→ **TEXTO PROPORCIONADO**:

◇ ◇ ◇

Sergito, un friturero, comienza su faena diaria antes de las 6 a.m. y se dispone a preparar las condiciones para freír y despachar las fritas de la jornada.
El olor y la apariencia del puesto es compartida por todos los miembros del gremio: caldero achicharrado, el aceite también, acompañado del humo y el aroma del queroseno del fogón.
Sergito justifica el tufo que suelta la cazuela con la amalgama de manteca de cerdo con aceite vegetal, pues ahora tiene que aprovechar todo y no se puede dar el lujo de cambiar la grasa todos los días.
Sergio, el padre, regaña al joven cuando comienza a verter las pequeñas bolas en la grasa con ayuda de una cuchara, pues, como hay que ahorrar, deben ser aún más pequeñas.
Y vendieron el primer lote de 20 frituras para la 7 a.m., pues es el desayuno más conveniente (y el único) de los trabajadores de la zona (aunque no tengan buen gusto).
Antes, Sergito se dedicaba a expender lo mismo croquetas que frituras, churros o rositas de maíz. Cuando había escuela, el negocio resultaba muy rentable, porque los muchachos salían del recinto educacional con muchísima hambre y arrasaban con la oferta. Ahora es difícil hasta conseguir la harina de pan.
Los puestos de fritas constituyen una tradición culinaria cubana de siempre, que se han degradado con el tiempo debido a la escasez. Estas bolas pasaron de hacerse con masa cárnica a solo con harina de trigo, y grasosa en demasía.

◇ ◇ ◇

→ **ENTRADAS PROPORCIONADAS**:
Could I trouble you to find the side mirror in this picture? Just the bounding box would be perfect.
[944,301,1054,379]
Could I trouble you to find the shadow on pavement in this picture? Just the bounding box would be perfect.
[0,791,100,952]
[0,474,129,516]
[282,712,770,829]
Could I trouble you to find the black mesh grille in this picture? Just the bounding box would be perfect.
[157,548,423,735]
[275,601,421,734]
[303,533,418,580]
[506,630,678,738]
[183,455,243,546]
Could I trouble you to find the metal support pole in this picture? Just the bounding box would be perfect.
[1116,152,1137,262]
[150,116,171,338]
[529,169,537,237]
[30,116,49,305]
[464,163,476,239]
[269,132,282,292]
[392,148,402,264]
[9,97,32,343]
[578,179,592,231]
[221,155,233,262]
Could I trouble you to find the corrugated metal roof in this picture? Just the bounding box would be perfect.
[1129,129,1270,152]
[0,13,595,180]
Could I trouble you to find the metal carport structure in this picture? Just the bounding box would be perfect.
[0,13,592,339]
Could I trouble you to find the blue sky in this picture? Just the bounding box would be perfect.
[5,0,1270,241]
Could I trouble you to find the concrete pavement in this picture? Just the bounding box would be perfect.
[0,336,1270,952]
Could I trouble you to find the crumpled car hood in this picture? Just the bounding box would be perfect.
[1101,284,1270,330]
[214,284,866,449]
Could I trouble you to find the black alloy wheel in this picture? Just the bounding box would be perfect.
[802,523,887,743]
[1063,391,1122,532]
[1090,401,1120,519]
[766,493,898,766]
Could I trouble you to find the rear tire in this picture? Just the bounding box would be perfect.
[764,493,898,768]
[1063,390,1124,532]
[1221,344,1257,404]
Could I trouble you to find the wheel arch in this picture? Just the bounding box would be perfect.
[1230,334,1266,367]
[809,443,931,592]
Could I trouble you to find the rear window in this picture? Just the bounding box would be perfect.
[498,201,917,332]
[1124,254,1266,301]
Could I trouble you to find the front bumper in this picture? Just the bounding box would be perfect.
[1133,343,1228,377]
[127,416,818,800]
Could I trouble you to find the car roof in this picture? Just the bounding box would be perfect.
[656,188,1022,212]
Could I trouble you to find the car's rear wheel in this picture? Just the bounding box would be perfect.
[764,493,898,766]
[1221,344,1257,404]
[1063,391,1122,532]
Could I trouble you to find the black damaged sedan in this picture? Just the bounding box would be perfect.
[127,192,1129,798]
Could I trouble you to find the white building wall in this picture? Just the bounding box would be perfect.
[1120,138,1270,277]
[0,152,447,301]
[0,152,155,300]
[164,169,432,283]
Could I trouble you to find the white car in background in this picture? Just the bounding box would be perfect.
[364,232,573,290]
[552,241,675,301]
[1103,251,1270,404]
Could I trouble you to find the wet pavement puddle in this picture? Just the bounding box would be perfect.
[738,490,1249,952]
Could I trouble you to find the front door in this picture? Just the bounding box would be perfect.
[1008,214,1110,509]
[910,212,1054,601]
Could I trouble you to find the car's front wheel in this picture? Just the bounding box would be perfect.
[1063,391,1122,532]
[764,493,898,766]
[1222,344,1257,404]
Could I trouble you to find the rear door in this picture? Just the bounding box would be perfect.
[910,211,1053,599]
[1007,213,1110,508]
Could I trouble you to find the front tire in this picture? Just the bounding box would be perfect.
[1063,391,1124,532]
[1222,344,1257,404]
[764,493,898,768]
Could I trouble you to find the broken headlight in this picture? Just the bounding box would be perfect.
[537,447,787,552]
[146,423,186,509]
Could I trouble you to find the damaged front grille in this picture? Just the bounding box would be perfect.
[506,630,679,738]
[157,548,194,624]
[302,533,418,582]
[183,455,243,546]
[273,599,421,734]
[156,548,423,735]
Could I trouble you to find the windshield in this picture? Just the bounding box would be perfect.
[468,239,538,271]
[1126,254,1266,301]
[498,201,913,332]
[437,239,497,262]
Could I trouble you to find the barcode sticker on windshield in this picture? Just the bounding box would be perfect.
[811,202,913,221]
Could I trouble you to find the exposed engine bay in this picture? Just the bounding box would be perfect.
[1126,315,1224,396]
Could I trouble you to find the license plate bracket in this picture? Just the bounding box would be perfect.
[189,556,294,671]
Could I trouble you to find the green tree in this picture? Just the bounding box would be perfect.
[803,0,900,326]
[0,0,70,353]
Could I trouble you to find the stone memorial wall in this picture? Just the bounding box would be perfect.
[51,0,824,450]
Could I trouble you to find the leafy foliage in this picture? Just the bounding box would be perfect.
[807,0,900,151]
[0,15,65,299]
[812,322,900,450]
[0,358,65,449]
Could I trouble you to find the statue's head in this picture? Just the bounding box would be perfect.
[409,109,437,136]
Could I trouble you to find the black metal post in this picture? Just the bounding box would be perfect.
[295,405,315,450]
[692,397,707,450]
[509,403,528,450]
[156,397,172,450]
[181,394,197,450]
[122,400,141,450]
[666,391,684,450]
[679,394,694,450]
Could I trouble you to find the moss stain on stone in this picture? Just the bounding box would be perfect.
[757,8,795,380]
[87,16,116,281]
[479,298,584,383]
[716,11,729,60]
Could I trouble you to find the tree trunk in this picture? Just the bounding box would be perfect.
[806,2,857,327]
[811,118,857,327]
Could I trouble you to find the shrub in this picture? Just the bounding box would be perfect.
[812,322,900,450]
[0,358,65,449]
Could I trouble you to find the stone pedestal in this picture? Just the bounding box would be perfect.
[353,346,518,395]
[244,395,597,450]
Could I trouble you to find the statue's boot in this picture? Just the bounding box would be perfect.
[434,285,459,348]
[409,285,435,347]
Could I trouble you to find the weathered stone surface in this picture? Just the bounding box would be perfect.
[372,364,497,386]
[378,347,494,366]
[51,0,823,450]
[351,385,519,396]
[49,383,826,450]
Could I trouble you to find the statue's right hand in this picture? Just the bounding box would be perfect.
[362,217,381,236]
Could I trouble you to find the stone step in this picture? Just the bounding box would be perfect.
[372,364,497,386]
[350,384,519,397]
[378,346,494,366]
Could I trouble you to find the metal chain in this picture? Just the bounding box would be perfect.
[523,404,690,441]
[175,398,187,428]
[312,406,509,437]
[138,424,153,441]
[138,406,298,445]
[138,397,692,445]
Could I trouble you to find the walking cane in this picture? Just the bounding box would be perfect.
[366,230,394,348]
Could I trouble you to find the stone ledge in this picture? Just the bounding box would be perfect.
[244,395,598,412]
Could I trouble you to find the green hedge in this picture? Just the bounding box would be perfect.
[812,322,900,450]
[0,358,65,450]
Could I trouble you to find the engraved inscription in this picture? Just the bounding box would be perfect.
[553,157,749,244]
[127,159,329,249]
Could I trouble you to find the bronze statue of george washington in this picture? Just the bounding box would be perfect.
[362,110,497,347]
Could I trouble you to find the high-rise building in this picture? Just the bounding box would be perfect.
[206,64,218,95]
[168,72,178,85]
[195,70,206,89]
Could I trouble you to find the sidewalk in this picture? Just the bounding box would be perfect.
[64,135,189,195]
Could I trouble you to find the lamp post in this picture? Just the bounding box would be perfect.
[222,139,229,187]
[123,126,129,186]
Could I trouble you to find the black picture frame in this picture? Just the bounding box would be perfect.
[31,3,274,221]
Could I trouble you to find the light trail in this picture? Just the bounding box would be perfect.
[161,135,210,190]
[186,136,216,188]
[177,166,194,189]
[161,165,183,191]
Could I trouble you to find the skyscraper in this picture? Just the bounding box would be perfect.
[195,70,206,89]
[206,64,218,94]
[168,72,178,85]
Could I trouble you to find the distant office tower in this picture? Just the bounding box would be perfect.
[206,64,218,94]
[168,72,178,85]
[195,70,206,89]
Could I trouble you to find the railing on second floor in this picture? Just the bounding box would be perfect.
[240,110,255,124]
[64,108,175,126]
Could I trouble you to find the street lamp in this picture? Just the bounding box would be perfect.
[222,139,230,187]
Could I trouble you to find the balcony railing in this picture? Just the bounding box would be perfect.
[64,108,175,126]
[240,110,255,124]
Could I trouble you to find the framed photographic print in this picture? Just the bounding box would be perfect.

◇ ◇ ◇

→ **ACCIONES REQUERIDAS**:
1: Reproduce el fragmento del texto sobre el puesto de frituras que abre con las palabras "El olor y la" y cierra con "aún más pequeñas.".
2: Según el texto sobre el puesto de frituras, ¿qué mezcla de grasas usa Sergito en la cazuela?

→ **RESPUESTAS DEL EJERCICIO**:
1:
El olor y la apariencia del puesto es compartida por todos los miembros del gremio: caldero achicharrado, el aceite también, acompañado del humo y el aroma del queroseno del fogón.
Sergito justifica el tufo que suelta la cazuela con la amalgama de manteca de cerdo con aceite vegetal, pues ahora tiene que aprovechar todo y no se puede dar el lujo de cambiar la grasa todos los días.
Sergio, el padre, regaña al joven cuando comienza a verter las pequeñas bolas en la grasa con ayuda de una cuchara, pues, como hay que ahorrar, deben ser aún más pequeñas.

2: Manteca de cerdo con aceite vegetal.